• Extrait à lire:
La voiture, les vêtements, le réfrigérateur ou la brosse à dents: les objets du quotidien se connectent de plus en plus à un téléphone intelligent ou à internet, posant des questions en termes de sécurité.

«Si un objet est connecté à internet, on peut le trouver, et s'il a un système d'exploitation, on peut le pirater», indique à l'AFP Kevin Haley, chargé de la recherche de Symantec, le fabricant américain de l'antivirus Norton, au salon high-tech International CES à Las Vegas.

Les cas avérés sont encore rares, mais «je ne crois pas que les méchants aient encore compris les avantages pour eux d'utiliser de tels objets. Il y a des tas d'informations à recueillir», confirme Catalin Cosoi, directeur de recherche du concurrent roumain BitDefender. Il estime qu'une première grosse affaire de piratage pourrait intervenir dès cette année.

Le consommateur aussi doit se montrer intelligent

Du côté des concepteurs d'objets «intelligents», la sécurité semble une préoccupation dans les secteurs d'activité sensibles.

La société américaine Unikey, qui fournit des technologies pour des serrures intelligentes, utilise «un cryptage de qualité militaire», affirme Alex Colcernian, chargé du développement de produits.

Le serveur de santé est «très sécurisé», assure aussi Léo Herlin, ingénieur d'études chez l'entreprise française Medissimo qui présente au CES un pilulier intelligent, où les cachets sont rangés dans de petites cases qui s'allument individuellement au jour et à l'heure où le patient doit prendre ses médicaments.

Les démonstrateurs du groupe LG Electronics, qui expose au CES un frigo communiquant, auquel on peut demander par SMS en faisant ses courses s'il faut racheter du lait, ne voient pas bien en revanche l'intérêt de pirater la liste de son contenu.

«En un an (sur le marché américain), nous n'avons entendu parler d'aucun problème», affirme Randy Overton, qui forme des revendeurs sur le produit. Mais c'est aussi à l'utilisateur de décider ou non de laisser l'application fonctionner sans mot de passe sur son téléphone intelligent. «On doit être un consommateur intelligent quand on utilise un appareil intelligent», philosophe-t-il.

«Au moment où nous commençons à faire rentrer toutes ces choses dans nos maisons, nous allons devoir prendre nos responsabilités», par exemple en nous renseignant sur la sécurité de l'objet, juge aussi Kevin Haley. En cas de problème, les consommateurs devront «se faire entendre et forcer les fabricants à prendre des mesures».

Il plaide aussi pour «une sécurité à plusieurs niveaux», soulignant par exemple que la serrure la plus sûre combine une bonne vieille clé et une identification biométrique.

Gros enjeux industriels

Selon un livre blanc de l'équipementier américain Cisco, 50 milliards d'objets seront connectés en 2020. «Il est impossible de mettre un logiciel de sécurité sur chaque objet», souligne David Orain, un responsable marketing du groupe.

La solution pour lui «consiste à identifier un comportement anormal. Par exemple si un compteur électronique se met soudain à télécharger des mégaoctets de données».

(Données extraites d'une collection)
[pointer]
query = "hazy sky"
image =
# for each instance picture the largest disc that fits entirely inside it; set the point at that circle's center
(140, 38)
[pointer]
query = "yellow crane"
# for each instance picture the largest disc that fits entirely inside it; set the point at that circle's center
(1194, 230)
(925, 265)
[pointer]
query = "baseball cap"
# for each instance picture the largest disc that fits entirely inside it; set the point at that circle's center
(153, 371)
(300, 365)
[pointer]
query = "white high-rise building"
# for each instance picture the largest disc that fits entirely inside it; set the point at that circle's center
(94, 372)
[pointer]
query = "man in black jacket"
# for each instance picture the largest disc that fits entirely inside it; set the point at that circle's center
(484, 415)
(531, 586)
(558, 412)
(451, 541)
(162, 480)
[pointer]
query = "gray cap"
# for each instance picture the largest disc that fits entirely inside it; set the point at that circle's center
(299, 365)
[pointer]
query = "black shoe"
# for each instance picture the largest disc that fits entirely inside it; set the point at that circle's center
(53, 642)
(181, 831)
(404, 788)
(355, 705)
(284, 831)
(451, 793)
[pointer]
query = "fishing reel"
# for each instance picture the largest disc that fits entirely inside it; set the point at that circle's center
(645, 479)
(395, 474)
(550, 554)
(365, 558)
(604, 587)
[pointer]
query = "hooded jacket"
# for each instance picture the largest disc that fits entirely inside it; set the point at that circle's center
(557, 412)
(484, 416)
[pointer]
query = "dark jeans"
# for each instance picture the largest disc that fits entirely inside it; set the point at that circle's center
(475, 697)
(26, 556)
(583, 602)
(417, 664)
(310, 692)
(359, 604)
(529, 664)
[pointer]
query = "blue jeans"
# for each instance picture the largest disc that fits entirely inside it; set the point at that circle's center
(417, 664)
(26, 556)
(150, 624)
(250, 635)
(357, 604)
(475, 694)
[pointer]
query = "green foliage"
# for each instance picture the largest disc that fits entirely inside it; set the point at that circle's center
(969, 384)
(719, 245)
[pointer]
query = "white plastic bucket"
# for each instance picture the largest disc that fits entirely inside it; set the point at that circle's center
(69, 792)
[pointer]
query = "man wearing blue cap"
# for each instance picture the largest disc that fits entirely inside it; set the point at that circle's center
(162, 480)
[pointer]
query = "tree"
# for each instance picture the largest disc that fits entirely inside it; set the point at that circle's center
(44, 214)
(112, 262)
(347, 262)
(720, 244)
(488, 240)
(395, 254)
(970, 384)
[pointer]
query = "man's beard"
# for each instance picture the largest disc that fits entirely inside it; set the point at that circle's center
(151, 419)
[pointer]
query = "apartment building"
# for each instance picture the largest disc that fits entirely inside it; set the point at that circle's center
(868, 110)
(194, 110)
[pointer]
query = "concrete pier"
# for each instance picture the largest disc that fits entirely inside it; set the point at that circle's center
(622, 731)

• D'après les informations:
#1 Répondez aux questions suivantes d'après l'article sur les objets connectés.
(a) Quelle entreprise fabrique l'antivirus Norton ?
(b) Quel type de cryptage la société Unikey dit-elle utiliser ?
(c) Selon le livre blanc de Cisco, combien d'objets seront connectés en 2020 ?
#2 Recopiez le passage de l'article sur les objets connectés qui va de «Du côté des» à «prendre ses médicaments.», ces deux bornes incluses.

• Ensemble des réponses:
#1
(a) Symantec.
(b) Un cryptage de qualité militaire.
(c) 50 milliards.

#2
Du côté des concepteurs d'objets «intelligents», la sécurité semble une préoccupation dans les secteurs d'activité sensibles.

La société américaine Unikey, qui fournit des technologies pour des serrures intelligentes, utilise «un cryptage de qualité militaire», affirme Alex Colcernian, chargé du développement de produits.

Le serveur de santé est «très sécurisé», assure aussi Léo Herlin, ingénieur d'études chez l'entreprise française Medissimo qui présente au CES un pilulier intelligent, où les cachets sont rangés dans de petites cases qui s'allument individuellement au jour et à l'heure où le patient doit prendre ses médicaments.